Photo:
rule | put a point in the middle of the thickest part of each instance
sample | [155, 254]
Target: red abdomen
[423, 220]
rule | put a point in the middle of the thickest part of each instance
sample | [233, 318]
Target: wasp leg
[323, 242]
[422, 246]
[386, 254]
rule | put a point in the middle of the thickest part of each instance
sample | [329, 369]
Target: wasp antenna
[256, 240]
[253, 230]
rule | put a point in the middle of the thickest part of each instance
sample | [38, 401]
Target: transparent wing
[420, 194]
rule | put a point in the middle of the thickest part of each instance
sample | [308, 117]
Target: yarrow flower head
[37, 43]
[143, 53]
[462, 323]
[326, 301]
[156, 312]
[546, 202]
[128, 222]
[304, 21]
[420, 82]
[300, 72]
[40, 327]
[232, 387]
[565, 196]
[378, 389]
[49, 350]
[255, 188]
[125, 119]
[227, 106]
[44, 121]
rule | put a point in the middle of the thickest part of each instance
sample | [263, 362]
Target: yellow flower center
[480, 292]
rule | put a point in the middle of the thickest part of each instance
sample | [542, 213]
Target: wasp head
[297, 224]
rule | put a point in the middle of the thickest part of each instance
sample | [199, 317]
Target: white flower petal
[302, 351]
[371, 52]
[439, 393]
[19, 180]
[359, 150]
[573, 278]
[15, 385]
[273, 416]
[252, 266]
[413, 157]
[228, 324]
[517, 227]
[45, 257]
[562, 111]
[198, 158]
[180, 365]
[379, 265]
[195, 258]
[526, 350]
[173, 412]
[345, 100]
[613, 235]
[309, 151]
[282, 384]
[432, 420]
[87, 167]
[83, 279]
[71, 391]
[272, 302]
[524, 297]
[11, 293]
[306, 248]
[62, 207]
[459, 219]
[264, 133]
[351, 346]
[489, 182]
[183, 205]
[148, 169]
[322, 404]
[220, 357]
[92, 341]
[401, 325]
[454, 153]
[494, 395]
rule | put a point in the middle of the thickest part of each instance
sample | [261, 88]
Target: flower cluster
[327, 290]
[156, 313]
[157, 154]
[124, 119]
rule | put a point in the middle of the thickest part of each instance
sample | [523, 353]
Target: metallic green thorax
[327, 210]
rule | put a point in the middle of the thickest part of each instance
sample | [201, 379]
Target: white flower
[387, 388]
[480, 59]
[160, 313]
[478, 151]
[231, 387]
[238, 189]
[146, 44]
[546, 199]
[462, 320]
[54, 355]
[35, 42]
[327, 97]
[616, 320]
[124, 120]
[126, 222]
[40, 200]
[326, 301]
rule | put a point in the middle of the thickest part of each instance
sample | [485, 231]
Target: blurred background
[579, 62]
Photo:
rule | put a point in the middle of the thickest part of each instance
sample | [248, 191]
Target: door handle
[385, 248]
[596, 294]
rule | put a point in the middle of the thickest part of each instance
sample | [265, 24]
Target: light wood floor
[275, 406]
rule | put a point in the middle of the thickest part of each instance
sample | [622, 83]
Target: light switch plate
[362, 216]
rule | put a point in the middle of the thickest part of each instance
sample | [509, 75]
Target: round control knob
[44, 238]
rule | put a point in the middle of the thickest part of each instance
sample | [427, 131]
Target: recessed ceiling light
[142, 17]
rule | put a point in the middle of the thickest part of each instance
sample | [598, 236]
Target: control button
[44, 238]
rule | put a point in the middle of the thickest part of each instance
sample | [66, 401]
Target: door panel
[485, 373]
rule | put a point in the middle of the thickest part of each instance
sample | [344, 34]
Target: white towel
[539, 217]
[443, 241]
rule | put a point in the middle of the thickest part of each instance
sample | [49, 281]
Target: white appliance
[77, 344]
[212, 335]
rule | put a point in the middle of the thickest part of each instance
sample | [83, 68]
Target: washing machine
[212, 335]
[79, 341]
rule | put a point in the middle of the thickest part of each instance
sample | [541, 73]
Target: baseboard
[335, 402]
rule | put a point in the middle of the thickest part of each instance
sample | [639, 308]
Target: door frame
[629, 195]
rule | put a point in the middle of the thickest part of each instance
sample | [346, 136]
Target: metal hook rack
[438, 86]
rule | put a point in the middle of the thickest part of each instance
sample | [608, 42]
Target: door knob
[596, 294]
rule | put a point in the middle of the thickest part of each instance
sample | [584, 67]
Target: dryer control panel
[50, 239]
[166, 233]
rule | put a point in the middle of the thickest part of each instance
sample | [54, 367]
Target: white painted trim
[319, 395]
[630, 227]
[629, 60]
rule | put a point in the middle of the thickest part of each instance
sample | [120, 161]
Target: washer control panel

- - - - -

Requirements – Pull out each line of the rows above that contains the word "wasp" and copy it in full. Case matters.

Result for this task –
Target: wasp leg
Target: wasp antenna
Target: wasp head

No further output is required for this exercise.